■ Task brief
In every item below, change "pixel coordinates" to "image coordinates" and keep everything else the same.

--- Start of Raw records ---

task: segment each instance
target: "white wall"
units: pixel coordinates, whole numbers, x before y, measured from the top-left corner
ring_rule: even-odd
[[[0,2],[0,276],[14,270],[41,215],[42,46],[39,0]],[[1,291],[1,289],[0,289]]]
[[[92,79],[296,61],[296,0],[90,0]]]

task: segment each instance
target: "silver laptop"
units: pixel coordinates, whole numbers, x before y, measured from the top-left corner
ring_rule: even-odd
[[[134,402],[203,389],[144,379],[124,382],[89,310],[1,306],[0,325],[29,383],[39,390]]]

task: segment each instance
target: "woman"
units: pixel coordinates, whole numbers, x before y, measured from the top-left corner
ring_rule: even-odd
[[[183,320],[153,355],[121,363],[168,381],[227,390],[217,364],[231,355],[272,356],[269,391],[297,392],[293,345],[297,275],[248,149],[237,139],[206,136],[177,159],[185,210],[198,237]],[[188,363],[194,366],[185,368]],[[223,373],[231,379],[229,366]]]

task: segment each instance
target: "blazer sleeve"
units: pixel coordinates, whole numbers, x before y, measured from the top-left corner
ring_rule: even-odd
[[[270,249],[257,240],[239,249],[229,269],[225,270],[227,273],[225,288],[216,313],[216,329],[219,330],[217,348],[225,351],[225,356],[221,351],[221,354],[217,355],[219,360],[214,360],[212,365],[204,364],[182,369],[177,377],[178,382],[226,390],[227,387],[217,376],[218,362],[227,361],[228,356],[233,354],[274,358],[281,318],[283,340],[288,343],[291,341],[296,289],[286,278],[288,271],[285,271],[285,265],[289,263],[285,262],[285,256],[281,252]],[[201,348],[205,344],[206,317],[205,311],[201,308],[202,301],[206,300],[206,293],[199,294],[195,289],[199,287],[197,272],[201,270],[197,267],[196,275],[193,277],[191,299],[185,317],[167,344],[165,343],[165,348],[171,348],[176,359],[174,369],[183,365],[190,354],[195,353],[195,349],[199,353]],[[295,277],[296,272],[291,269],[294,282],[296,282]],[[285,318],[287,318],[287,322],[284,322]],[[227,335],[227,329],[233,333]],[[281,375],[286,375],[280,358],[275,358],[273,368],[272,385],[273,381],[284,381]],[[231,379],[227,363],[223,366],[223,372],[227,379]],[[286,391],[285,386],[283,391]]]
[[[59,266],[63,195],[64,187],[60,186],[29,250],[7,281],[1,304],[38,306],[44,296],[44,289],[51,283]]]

--- End of Raw records ---

■ Exercise response
task: segment each instance
target: "white wall"
units: image coordinates, whole numbers, x before y, measured from the top-left corner
ring_rule: even-odd
[[[0,2],[0,276],[14,270],[41,215],[42,46],[39,0]],[[1,291],[1,289],[0,289]]]
[[[92,79],[296,61],[296,0],[90,0]]]

task: segment each instance
target: "silver laptop"
units: image coordinates, whole numbers, x before y, measured from the top-left corner
ring_rule: even-odd
[[[134,402],[203,389],[144,379],[124,382],[89,310],[1,306],[0,325],[29,383],[39,390]]]

task: segment each instance
target: "woman"
units: image coordinates, whole numbers, x before y, measured from the top-left corner
ring_rule: even-odd
[[[183,320],[153,355],[121,363],[168,381],[227,390],[217,364],[231,355],[272,356],[269,391],[297,392],[293,345],[297,275],[248,149],[237,139],[206,136],[177,159],[185,210],[198,237]],[[188,363],[194,366],[185,368]],[[223,373],[231,379],[229,366]]]

task: segment each instance
target: "blazer sleeve"
units: image coordinates, whole numbers, x before y, measured from the top-left corner
ring_rule: even-odd
[[[270,249],[257,240],[239,249],[229,269],[225,270],[227,273],[225,288],[216,313],[216,329],[219,330],[217,348],[225,351],[225,356],[221,351],[221,354],[217,355],[219,360],[214,360],[212,365],[204,364],[182,369],[177,377],[178,382],[226,390],[227,387],[217,376],[218,362],[227,361],[228,356],[233,354],[274,358],[281,318],[283,340],[288,343],[291,341],[296,289],[286,278],[288,271],[285,271],[285,265],[289,263],[285,262],[285,256],[281,252]],[[201,348],[205,344],[206,317],[205,311],[201,308],[202,301],[206,300],[206,293],[199,294],[195,289],[199,287],[197,272],[201,270],[197,267],[196,275],[193,277],[191,299],[185,317],[167,344],[165,343],[165,348],[171,348],[176,359],[174,369],[183,365],[190,354],[195,353],[195,349],[199,353]],[[295,277],[296,272],[291,269],[294,282],[296,282]],[[285,318],[287,318],[287,322],[284,322]],[[227,335],[227,329],[233,333]],[[281,375],[286,375],[280,358],[275,358],[273,368],[272,385],[273,381],[284,381]],[[231,379],[227,363],[223,366],[223,372],[227,379]],[[286,391],[285,386],[283,391]]]
[[[59,266],[63,195],[64,187],[60,186],[29,250],[7,281],[1,304],[38,306],[44,296],[44,289],[51,283]]]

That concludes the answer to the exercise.